Exercise description — Rewrite every entry below in full, requests included, shifting each coordinate in the answers by adding 32 and leaving all other numbers as they are.

☆ ☆ ☆ ☆

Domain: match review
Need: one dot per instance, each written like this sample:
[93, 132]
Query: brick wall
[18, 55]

☆ ☆ ☆ ☆

Correct result —
Domain: match review
Need: one dot per instance, each written like this sample:
[93, 132]
Query: brick wall
[50, 87]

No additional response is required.